(Stored data entries)
▽

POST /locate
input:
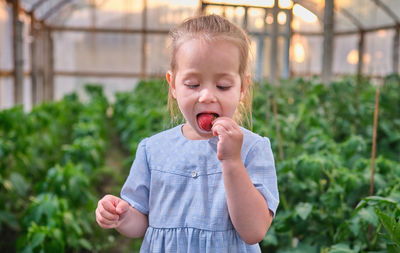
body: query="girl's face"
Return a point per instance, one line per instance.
(207, 80)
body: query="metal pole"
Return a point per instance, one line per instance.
(144, 40)
(33, 60)
(360, 54)
(395, 55)
(327, 55)
(17, 26)
(274, 46)
(288, 37)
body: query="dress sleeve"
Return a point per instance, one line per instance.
(136, 188)
(260, 166)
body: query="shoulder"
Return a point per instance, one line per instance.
(250, 138)
(254, 144)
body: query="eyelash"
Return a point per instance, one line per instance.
(223, 87)
(194, 86)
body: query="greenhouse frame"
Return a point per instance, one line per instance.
(91, 119)
(282, 48)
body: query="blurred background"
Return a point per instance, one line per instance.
(82, 82)
(58, 45)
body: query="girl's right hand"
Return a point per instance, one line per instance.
(111, 211)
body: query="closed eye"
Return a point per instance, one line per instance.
(223, 87)
(192, 86)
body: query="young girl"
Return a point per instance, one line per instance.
(208, 185)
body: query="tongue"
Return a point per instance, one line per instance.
(205, 121)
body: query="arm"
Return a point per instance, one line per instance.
(113, 212)
(247, 207)
(134, 225)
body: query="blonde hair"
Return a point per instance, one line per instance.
(214, 27)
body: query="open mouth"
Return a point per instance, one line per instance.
(204, 120)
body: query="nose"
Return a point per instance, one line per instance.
(207, 96)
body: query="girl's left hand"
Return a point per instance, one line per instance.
(230, 139)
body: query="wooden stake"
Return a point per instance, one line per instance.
(278, 133)
(373, 152)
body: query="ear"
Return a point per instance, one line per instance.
(244, 87)
(171, 83)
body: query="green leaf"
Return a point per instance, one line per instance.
(303, 210)
(367, 214)
(341, 248)
(37, 239)
(85, 244)
(19, 183)
(391, 225)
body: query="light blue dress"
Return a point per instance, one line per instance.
(178, 183)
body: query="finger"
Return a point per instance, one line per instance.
(108, 205)
(122, 207)
(106, 214)
(104, 223)
(218, 130)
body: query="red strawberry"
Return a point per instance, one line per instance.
(205, 120)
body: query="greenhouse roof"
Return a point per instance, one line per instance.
(351, 15)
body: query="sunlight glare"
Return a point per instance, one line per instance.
(304, 14)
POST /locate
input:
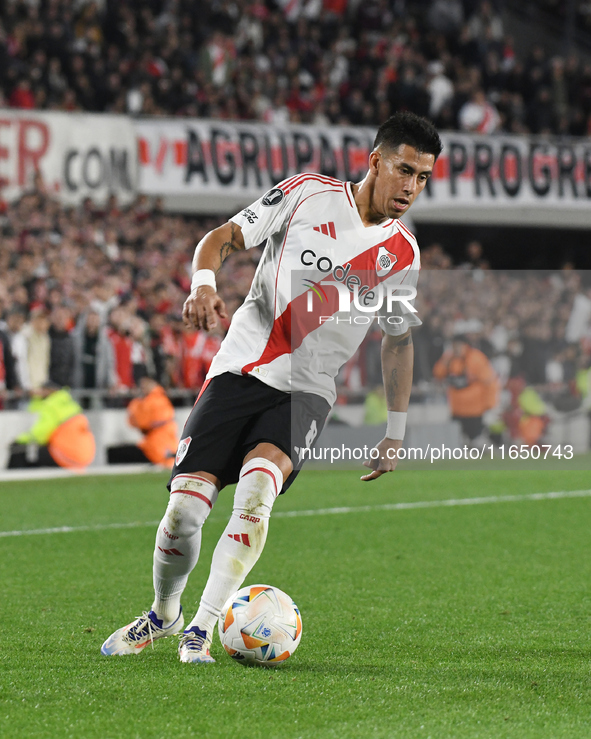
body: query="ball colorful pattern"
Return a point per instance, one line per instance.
(260, 625)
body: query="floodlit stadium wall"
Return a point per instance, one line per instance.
(207, 166)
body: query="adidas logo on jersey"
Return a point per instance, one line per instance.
(327, 229)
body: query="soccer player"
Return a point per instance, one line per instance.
(271, 385)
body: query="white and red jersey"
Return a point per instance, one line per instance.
(300, 323)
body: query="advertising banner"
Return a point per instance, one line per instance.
(78, 155)
(219, 164)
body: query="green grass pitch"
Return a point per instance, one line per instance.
(444, 622)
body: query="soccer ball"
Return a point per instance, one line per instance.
(260, 625)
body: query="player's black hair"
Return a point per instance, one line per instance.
(410, 129)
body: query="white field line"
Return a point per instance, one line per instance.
(450, 503)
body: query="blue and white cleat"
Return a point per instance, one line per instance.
(131, 639)
(194, 646)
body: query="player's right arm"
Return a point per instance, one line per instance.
(203, 306)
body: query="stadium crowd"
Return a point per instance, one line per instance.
(315, 61)
(91, 298)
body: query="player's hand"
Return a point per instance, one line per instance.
(386, 461)
(202, 308)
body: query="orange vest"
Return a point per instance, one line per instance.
(153, 415)
(72, 443)
(482, 390)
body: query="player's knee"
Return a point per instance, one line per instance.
(191, 500)
(260, 483)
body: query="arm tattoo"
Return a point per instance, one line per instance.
(228, 246)
(405, 342)
(392, 385)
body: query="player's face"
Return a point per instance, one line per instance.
(399, 178)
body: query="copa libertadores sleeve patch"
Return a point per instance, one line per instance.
(273, 197)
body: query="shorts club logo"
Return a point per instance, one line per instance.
(385, 261)
(273, 197)
(182, 450)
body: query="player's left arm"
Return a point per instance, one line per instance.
(397, 368)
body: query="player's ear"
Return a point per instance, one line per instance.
(374, 162)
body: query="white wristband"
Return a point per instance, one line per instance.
(396, 425)
(203, 277)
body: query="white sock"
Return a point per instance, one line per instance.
(178, 541)
(243, 539)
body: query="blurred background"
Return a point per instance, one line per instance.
(130, 129)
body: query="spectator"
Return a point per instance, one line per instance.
(322, 53)
(36, 333)
(94, 362)
(479, 115)
(15, 321)
(61, 362)
(153, 414)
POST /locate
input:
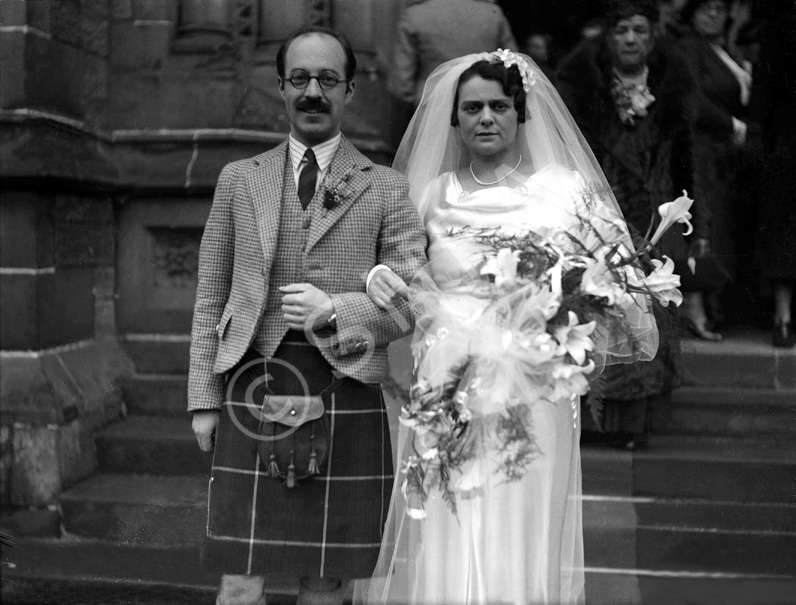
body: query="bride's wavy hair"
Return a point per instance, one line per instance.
(509, 78)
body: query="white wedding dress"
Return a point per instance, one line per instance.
(518, 542)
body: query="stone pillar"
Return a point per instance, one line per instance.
(59, 359)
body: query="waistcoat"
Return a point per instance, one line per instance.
(289, 262)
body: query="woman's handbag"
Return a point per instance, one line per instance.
(293, 440)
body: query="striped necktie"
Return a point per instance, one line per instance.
(307, 178)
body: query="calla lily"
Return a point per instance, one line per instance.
(570, 379)
(503, 267)
(674, 212)
(663, 283)
(574, 338)
(598, 280)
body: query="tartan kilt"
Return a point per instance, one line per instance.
(329, 525)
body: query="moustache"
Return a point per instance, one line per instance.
(313, 105)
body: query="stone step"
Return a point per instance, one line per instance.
(105, 572)
(717, 468)
(745, 358)
(138, 509)
(673, 467)
(634, 587)
(151, 444)
(701, 410)
(156, 394)
(659, 535)
(158, 353)
(701, 468)
(171, 511)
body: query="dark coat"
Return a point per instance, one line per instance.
(720, 94)
(646, 164)
(717, 159)
(651, 162)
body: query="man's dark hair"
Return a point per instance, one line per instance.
(624, 9)
(687, 12)
(509, 78)
(350, 59)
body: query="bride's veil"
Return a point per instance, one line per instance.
(431, 147)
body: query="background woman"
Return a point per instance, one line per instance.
(492, 146)
(720, 134)
(773, 105)
(634, 98)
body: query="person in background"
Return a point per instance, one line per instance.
(773, 103)
(431, 32)
(593, 28)
(669, 20)
(537, 46)
(720, 135)
(634, 98)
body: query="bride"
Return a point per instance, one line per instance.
(492, 146)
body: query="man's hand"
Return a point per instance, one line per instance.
(385, 288)
(305, 306)
(699, 248)
(204, 427)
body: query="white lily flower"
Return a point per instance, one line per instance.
(662, 283)
(674, 212)
(575, 339)
(503, 267)
(598, 280)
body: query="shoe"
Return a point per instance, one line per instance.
(784, 337)
(701, 332)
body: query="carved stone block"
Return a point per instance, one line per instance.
(175, 255)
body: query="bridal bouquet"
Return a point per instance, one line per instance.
(543, 313)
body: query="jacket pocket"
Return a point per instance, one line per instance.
(221, 328)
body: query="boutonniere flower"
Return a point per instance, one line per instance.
(334, 196)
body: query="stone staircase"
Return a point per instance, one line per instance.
(706, 514)
(712, 501)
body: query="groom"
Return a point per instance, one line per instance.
(281, 308)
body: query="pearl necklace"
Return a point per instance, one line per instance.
(487, 183)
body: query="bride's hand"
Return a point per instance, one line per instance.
(386, 288)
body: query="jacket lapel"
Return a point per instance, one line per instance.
(265, 187)
(342, 186)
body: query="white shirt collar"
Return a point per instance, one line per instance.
(324, 152)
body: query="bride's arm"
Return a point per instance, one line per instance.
(384, 287)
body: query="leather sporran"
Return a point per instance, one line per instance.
(293, 437)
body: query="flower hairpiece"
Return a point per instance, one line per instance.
(510, 58)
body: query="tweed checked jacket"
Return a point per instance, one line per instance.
(372, 221)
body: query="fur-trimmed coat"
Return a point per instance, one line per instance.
(650, 162)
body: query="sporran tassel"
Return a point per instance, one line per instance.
(273, 467)
(312, 467)
(291, 469)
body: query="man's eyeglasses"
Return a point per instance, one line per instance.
(300, 80)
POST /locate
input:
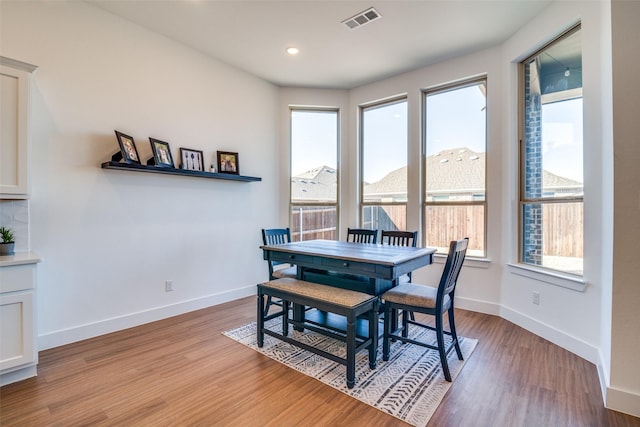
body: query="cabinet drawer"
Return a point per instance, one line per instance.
(292, 258)
(17, 277)
(344, 266)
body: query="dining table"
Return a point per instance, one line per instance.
(364, 267)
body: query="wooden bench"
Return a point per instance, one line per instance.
(344, 302)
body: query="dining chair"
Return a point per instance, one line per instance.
(362, 235)
(277, 270)
(410, 297)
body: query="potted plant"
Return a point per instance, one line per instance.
(7, 247)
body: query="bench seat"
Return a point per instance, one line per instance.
(344, 302)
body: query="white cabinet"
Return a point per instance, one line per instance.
(15, 81)
(18, 351)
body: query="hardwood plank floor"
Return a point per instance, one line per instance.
(183, 372)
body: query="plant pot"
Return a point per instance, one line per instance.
(7, 248)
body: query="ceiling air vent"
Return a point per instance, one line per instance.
(362, 18)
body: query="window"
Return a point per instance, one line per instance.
(551, 175)
(455, 202)
(314, 174)
(383, 184)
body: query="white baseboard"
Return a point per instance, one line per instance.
(566, 341)
(478, 306)
(623, 401)
(82, 332)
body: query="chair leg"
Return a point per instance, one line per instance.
(373, 335)
(441, 348)
(454, 335)
(260, 317)
(269, 303)
(405, 322)
(386, 337)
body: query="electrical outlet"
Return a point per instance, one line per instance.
(536, 298)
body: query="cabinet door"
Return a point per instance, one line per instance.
(14, 94)
(16, 330)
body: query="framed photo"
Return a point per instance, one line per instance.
(228, 162)
(192, 159)
(128, 148)
(161, 153)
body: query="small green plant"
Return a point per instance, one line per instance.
(7, 235)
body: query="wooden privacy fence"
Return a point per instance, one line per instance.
(563, 226)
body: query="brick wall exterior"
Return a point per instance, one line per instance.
(532, 215)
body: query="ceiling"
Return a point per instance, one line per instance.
(253, 35)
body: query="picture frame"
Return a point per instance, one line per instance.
(128, 148)
(192, 159)
(228, 162)
(161, 153)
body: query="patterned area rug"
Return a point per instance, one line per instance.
(409, 386)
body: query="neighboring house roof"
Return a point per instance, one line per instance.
(459, 170)
(318, 184)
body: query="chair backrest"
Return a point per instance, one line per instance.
(399, 238)
(275, 236)
(449, 279)
(362, 235)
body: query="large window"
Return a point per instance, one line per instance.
(551, 175)
(314, 174)
(383, 183)
(455, 202)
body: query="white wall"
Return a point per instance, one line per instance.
(110, 239)
(625, 320)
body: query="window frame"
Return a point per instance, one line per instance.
(524, 201)
(293, 205)
(362, 203)
(460, 84)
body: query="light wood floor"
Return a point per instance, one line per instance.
(183, 372)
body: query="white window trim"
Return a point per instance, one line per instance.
(468, 261)
(567, 281)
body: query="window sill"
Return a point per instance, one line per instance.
(468, 261)
(554, 278)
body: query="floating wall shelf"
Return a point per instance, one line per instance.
(173, 171)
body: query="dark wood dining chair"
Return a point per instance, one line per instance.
(362, 235)
(410, 297)
(277, 270)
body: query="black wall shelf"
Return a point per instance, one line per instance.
(173, 171)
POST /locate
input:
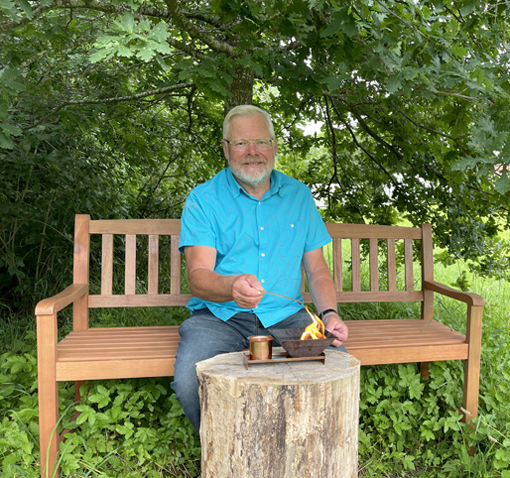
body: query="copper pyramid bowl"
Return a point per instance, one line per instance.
(289, 339)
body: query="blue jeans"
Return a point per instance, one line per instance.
(204, 336)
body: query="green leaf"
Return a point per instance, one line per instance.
(11, 129)
(503, 182)
(334, 26)
(27, 8)
(394, 83)
(5, 141)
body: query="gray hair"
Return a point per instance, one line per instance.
(246, 110)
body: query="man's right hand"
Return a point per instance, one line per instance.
(247, 291)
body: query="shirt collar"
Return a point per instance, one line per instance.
(236, 188)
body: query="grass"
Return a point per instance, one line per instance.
(409, 426)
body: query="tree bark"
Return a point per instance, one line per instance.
(279, 420)
(241, 89)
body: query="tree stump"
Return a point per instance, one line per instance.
(279, 420)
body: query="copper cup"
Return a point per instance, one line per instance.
(261, 347)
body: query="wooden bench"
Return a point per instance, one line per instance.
(92, 353)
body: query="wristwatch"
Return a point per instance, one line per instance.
(327, 311)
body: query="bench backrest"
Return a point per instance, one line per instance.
(389, 250)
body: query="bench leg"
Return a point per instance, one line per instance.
(472, 364)
(48, 395)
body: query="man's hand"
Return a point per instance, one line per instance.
(337, 327)
(247, 291)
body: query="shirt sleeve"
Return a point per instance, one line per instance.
(196, 227)
(318, 235)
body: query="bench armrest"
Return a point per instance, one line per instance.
(52, 305)
(467, 297)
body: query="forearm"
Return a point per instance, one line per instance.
(322, 290)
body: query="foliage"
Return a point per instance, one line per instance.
(114, 109)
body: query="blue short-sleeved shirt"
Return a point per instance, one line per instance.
(266, 238)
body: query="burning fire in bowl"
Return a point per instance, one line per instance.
(307, 341)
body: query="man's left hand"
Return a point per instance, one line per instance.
(337, 327)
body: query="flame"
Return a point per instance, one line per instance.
(315, 330)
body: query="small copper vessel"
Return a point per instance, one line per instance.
(261, 347)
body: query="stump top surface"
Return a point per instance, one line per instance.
(338, 366)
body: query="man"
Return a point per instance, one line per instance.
(245, 231)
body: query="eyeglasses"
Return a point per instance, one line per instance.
(261, 144)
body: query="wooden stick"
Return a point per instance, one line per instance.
(283, 297)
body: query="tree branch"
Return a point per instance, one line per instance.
(115, 99)
(358, 144)
(180, 18)
(432, 130)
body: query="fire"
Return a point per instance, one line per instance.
(315, 330)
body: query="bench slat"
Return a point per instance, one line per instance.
(374, 265)
(107, 264)
(130, 266)
(153, 280)
(392, 265)
(160, 300)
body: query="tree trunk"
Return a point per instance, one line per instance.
(279, 420)
(241, 89)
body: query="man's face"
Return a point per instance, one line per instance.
(250, 167)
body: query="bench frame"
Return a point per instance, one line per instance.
(133, 352)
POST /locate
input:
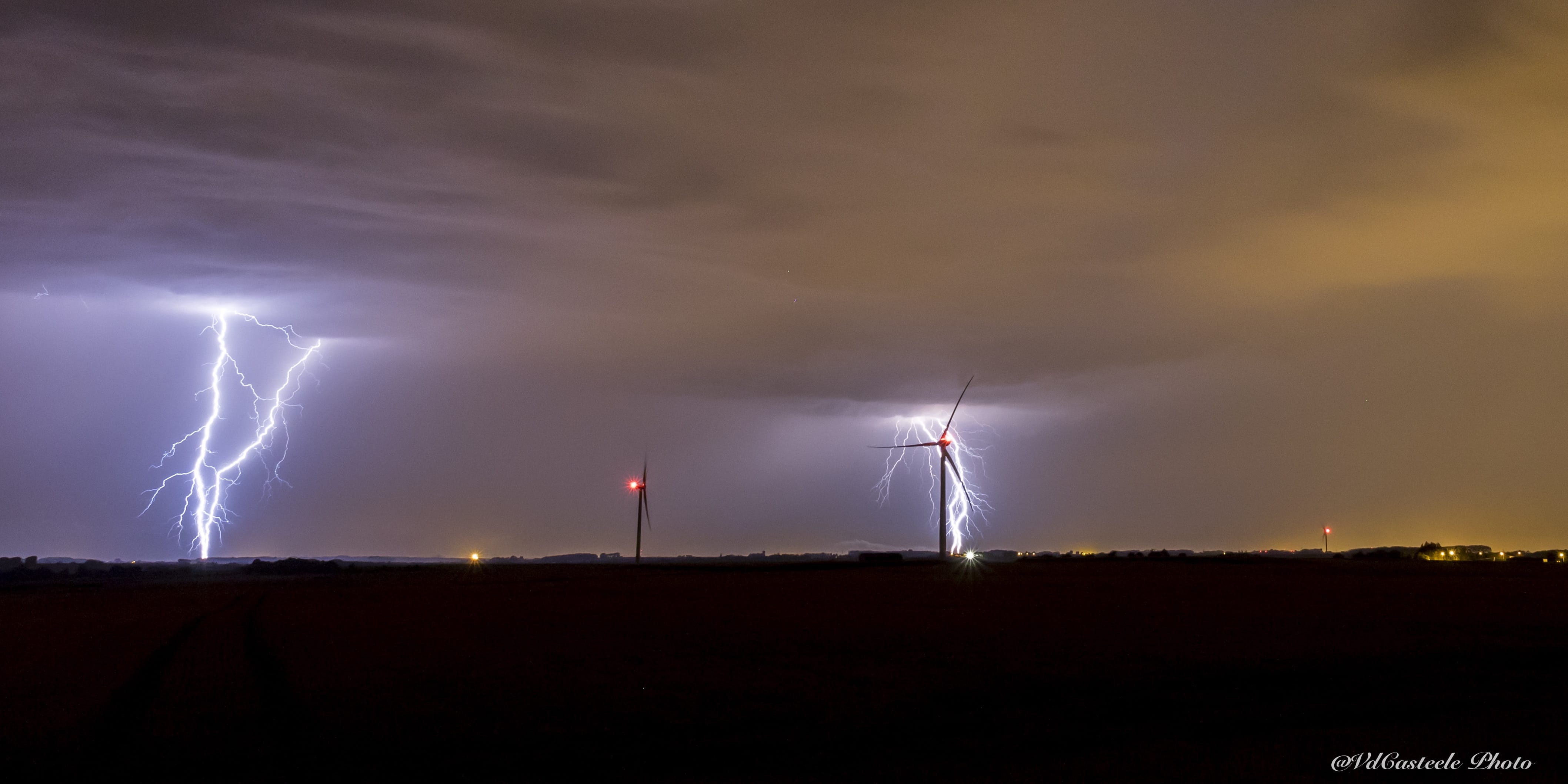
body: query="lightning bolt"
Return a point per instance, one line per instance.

△

> **Try it**
Filter the records above down to the lines containing "plant".

> **Reply**
body: query="potted plant"
body: query="plant pot"
body: query="small green plant"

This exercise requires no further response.